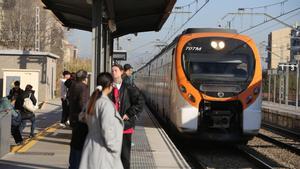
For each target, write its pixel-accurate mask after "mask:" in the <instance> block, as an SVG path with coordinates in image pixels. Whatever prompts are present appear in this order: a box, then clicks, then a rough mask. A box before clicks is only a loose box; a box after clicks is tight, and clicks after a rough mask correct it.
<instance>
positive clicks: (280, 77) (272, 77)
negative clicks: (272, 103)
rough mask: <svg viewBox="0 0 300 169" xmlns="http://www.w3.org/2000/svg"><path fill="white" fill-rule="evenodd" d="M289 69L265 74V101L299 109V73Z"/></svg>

•••

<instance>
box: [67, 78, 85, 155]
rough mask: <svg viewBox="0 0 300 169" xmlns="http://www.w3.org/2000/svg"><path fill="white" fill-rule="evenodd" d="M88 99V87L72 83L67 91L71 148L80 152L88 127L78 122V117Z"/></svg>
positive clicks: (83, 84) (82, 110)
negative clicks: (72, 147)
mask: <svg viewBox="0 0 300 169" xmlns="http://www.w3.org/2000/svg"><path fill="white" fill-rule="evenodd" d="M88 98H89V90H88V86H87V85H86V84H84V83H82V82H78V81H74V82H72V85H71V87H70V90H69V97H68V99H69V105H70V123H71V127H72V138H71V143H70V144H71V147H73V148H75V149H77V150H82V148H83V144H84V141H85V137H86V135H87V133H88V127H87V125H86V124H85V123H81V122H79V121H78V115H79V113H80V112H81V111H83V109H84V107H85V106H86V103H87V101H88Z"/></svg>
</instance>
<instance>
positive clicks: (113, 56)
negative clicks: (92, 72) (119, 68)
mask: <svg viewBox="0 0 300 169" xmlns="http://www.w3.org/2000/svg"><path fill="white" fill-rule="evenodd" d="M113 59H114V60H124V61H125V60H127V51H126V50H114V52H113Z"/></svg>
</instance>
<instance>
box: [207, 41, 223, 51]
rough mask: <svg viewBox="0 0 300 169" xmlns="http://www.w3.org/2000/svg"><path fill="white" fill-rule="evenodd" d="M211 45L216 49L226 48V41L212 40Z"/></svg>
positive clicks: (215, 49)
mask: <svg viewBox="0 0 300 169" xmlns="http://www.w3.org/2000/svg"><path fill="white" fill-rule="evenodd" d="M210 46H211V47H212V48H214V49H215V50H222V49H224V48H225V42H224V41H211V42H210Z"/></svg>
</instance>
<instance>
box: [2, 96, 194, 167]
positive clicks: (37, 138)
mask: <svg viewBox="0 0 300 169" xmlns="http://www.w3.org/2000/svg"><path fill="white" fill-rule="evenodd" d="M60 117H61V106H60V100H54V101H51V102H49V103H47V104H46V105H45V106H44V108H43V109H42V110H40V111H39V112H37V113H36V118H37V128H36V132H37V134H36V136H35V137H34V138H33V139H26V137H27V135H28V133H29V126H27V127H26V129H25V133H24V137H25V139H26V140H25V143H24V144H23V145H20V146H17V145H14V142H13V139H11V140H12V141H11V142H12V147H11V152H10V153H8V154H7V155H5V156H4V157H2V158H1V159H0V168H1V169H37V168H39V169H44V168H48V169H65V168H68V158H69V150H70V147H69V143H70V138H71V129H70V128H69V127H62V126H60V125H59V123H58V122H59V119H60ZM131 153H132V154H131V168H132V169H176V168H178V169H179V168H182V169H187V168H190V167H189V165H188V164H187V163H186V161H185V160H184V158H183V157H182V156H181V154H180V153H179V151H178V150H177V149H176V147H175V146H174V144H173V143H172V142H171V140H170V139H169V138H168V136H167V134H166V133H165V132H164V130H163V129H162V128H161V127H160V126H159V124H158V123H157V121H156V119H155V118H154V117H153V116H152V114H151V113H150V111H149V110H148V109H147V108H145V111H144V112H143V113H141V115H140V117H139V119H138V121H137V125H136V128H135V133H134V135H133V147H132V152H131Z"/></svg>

•••

ABOUT THIS EXERCISE:
In the entries above, find the line with "45L216 49L226 48V41L212" and the line with "box: [2, 96, 194, 167]", then restate word for word both of them and every line between, with nothing more.

REPLY:
rough mask: <svg viewBox="0 0 300 169" xmlns="http://www.w3.org/2000/svg"><path fill="white" fill-rule="evenodd" d="M211 45L216 49L226 48V41L212 40Z"/></svg>
positive clicks: (215, 49)
mask: <svg viewBox="0 0 300 169" xmlns="http://www.w3.org/2000/svg"><path fill="white" fill-rule="evenodd" d="M210 46H211V47H212V48H214V49H215V50H222V49H224V48H225V42H224V41H211V42H210Z"/></svg>
</instance>
<instance>
box: [2, 96, 194, 167]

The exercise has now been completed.